• **Extract provided**:
((

There are a lot of hydration (aka “sport”) drinks out there, ranging from the common Gatorade to esoteric ones like Gleukos. All make claims around why they are the best thing around and why all the other drinks suck.
So, I thought I’d write a bit about my understanding of what makes a good drink and help you decode some of the labels out there.
The first thing that you need from a hydration drink is a sufficient calorie density. Most experts suggest 250 calories perhaps up to 350 calories per hour. So, you need a drink that has that many calories when mixed with a sufficient amount of liquid to make a reasonable dent in your hydration needs (sometimes you may need more or less water). That puts carbs in the 6% to 8% range. Drinks with fewer carbs don’t provide enough energy, and those with more don’t provide enough water.
Gastric Emptying & absorption
Once you have the sugar solution in your stomach, you need to get it absorbed into the bloodstream. The absorption of the water in the hydration drink is increased both by the presence of the sugar (within reason) and by the presence of electrolytes. Fructose is a bit different than other sugars in this respect – see later in the post for more info.
Sweetness is a primary factor in whether you drink enough to meet your energy and hydration needs. There are two important points here:
A sweetness that tastes good at rest is likely too sweet for a workout beverage, so you won’t drink enough of it…
The second point is the most important one. Sucrose (table sugar) is arbitrarily given a value of 100 on the sweetness scale. The good hydration drink makers use different sugars to give you a product that isn’t too sweet but still packs enough carbs.
Acclerade is primarly sweetened with sucrose but uses Trehalose (sweetness=45) to tone the sweetness down, and also a bit of citric acid to make it more sour.
Perpetuem is at the other end of the spectrum, using Maltodextrin, which doesn’t have much sweetness at all, and to be frank, has a bit of a weird taste to it.
There is some good research around the benefits of adding protein to hydration drinks. Accelerade claims that their 4:1 ratio (using whey protein) is the best, Hammer claims that their 7:1 ratio (using soy protein) is the best.
I like the protein, but it does make water bottles a bit messy. I soak mine full of water overnight to make them easier to clean, but you should still make sure never to put the lid on a dry bottle, lest it mold.
Electrolytes are added to hydration drinks to speed their absorption. They also can replace the electrolytes lost to sweat but aren’t usually present in amounts that will replace all the lost electrolytes, so you may need to supplement.
Simple or Complex carbs?

))

• **Available data**:
((

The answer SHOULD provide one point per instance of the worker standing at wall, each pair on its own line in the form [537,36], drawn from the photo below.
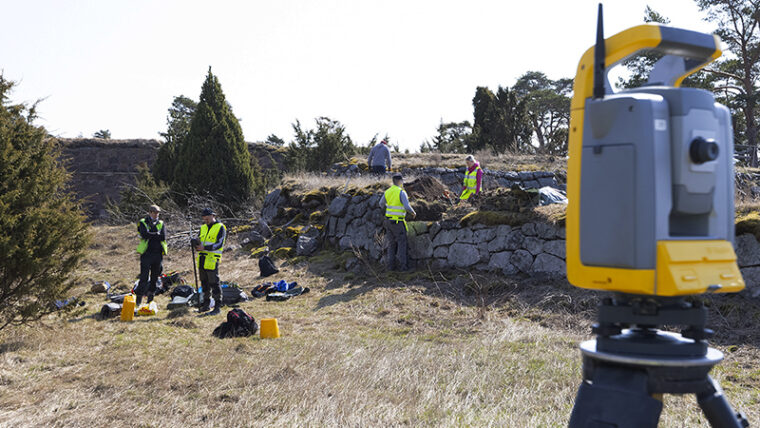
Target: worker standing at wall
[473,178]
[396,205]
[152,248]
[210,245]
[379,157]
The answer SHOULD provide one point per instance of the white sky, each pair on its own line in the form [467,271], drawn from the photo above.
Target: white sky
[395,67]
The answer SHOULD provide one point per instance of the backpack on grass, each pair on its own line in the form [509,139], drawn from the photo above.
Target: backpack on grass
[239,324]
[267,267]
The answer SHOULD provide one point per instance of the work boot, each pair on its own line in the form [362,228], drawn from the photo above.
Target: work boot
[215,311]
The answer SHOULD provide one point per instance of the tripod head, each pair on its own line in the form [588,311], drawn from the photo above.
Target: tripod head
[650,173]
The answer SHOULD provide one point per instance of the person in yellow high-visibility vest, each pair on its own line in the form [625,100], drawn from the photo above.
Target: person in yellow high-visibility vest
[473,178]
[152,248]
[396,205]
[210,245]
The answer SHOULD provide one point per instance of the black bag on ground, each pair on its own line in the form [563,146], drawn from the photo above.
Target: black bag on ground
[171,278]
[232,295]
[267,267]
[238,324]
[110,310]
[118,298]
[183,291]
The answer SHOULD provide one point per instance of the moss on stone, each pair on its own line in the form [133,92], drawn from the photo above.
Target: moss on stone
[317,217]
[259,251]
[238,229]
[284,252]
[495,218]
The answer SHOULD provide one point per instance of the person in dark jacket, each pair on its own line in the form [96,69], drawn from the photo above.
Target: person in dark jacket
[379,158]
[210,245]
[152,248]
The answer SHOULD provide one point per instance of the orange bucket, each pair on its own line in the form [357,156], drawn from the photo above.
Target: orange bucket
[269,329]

))
((

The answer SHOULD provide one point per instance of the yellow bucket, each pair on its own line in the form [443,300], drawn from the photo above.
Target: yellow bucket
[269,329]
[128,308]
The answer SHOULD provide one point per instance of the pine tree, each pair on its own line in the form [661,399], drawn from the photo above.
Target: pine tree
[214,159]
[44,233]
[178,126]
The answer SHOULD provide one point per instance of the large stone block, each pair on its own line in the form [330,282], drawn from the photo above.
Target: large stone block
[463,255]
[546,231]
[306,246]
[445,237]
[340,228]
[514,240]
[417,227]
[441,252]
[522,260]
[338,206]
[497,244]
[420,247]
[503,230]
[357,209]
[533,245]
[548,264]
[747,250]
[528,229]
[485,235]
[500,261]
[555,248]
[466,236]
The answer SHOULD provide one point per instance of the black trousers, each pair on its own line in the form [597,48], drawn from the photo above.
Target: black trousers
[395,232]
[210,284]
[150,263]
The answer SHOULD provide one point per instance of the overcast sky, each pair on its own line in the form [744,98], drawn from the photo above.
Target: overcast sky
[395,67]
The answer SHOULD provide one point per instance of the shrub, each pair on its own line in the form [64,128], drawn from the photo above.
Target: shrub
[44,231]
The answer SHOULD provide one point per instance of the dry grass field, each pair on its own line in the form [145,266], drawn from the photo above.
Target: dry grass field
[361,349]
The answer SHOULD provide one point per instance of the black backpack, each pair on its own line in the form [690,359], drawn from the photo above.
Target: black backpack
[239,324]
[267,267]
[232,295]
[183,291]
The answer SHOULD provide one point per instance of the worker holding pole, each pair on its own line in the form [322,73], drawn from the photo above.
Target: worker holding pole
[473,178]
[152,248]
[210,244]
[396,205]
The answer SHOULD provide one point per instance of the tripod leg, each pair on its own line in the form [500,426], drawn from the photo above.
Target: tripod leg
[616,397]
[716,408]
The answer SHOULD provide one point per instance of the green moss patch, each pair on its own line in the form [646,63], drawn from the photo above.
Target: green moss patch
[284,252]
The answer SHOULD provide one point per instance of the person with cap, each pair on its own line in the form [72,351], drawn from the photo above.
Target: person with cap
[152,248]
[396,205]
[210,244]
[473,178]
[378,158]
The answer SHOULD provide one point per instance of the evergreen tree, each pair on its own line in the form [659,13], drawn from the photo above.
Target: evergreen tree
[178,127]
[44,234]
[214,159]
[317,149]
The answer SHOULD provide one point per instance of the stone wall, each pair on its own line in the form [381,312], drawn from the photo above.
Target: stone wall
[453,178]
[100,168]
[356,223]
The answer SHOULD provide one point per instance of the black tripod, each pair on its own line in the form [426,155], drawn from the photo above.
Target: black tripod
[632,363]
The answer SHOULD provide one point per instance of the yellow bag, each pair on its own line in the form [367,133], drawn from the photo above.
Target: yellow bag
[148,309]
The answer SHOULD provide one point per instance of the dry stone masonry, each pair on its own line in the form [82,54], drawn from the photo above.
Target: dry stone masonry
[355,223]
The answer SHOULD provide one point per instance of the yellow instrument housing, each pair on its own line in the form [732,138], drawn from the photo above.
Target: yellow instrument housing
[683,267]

))

• **Exercises to complete**:
1) According to the article on hydration drinks, what range of carbohydrate content should a hydration drink fall within?
2) Return the article on hydration drinks word for word, from "There are a" to "labels out there.".

• **Answers to the exercises**:
1) The 6% to 8% range.

2)
There are a lot of hydration (aka “sport”) drinks out there, ranging from the common Gatorade to esoteric ones like Gleukos. All make claims around why they are the best thing around and why all the other drinks suck.
So, I thought I’d write a bit about my understanding of what makes a good drink and help you decode some of the labels out there.